● BRIEF: Reproduce the material word for word, from its first line up to and including the line with "72, 93, 88, 117". Leave the pictures out of your output.

● EXERCISE INPUT:
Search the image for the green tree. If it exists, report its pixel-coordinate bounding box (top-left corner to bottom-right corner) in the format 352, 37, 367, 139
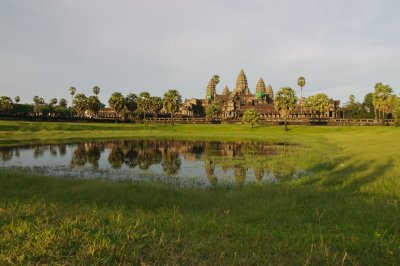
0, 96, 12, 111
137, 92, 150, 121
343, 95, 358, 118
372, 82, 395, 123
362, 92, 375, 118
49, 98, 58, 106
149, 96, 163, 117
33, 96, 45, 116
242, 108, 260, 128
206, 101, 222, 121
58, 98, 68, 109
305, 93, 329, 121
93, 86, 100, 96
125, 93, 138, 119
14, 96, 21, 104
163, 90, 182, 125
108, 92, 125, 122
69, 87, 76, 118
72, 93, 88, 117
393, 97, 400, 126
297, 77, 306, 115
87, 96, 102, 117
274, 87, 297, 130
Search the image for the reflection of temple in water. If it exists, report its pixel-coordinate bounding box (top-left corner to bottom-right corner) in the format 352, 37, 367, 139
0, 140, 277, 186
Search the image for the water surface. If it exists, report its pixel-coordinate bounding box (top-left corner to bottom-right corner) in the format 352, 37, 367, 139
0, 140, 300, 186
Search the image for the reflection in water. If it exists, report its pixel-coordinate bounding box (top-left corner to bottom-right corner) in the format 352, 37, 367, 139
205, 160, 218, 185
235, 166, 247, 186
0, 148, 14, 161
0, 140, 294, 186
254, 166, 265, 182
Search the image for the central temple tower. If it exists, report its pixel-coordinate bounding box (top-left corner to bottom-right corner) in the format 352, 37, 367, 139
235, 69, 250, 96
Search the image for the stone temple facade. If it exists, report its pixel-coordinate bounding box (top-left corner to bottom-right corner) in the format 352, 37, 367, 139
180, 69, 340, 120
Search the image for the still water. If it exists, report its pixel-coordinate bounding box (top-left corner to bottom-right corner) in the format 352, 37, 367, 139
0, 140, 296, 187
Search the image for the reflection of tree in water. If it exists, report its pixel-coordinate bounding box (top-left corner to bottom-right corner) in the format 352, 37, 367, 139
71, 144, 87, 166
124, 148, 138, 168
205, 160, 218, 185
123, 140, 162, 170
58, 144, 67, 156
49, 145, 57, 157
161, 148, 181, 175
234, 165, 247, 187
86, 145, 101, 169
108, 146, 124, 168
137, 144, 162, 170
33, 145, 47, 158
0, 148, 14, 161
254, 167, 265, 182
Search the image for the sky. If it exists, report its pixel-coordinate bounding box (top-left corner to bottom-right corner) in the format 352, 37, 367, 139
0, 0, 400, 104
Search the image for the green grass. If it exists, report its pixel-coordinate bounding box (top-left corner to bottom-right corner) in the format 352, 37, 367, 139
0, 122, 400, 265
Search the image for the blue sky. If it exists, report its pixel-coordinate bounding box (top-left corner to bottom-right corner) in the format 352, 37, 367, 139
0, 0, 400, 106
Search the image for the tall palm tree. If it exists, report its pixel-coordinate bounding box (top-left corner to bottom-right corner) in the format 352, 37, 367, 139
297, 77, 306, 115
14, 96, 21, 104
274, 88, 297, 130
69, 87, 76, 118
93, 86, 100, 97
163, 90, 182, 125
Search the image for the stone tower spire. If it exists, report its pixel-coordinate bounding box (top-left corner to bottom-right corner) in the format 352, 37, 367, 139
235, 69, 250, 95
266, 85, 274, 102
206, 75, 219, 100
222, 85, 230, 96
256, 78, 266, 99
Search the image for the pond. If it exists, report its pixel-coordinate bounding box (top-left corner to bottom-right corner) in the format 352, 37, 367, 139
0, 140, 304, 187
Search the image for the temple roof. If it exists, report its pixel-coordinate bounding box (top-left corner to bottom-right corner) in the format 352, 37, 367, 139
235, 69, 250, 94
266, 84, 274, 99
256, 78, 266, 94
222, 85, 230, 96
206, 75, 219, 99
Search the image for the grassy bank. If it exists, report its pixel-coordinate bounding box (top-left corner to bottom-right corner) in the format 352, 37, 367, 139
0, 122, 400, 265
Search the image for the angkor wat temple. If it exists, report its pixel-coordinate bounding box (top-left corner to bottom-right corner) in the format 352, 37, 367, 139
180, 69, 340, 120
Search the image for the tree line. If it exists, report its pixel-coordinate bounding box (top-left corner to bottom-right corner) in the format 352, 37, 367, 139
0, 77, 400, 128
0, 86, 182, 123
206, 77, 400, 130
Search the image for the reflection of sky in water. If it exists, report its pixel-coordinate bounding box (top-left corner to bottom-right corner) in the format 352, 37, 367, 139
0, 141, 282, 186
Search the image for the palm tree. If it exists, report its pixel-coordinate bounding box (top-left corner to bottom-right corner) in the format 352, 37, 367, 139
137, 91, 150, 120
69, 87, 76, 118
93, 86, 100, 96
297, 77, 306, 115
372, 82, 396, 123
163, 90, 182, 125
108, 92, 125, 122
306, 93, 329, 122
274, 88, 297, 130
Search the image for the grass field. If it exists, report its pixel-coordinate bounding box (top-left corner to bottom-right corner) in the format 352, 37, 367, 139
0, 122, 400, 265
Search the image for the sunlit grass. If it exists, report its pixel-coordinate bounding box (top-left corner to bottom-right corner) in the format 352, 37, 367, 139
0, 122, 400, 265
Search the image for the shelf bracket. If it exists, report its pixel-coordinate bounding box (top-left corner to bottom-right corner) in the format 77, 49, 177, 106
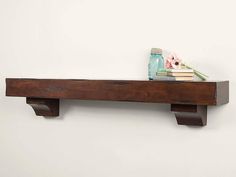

● FINISHED EXERCISE:
Search the image for the green tree. If it exists, report its pixel-coordinate bounding box (top-left corner to bottom-right corner) in the format 352, 37, 367, 139
0, 96, 12, 111
137, 92, 150, 121
343, 95, 358, 118
372, 82, 395, 123
362, 92, 375, 118
49, 98, 58, 106
149, 96, 163, 117
33, 96, 45, 116
242, 108, 260, 128
206, 101, 222, 121
58, 98, 68, 109
305, 93, 329, 121
93, 86, 100, 96
125, 93, 138, 119
14, 96, 21, 104
163, 90, 182, 125
108, 92, 125, 122
69, 87, 76, 118
72, 93, 88, 117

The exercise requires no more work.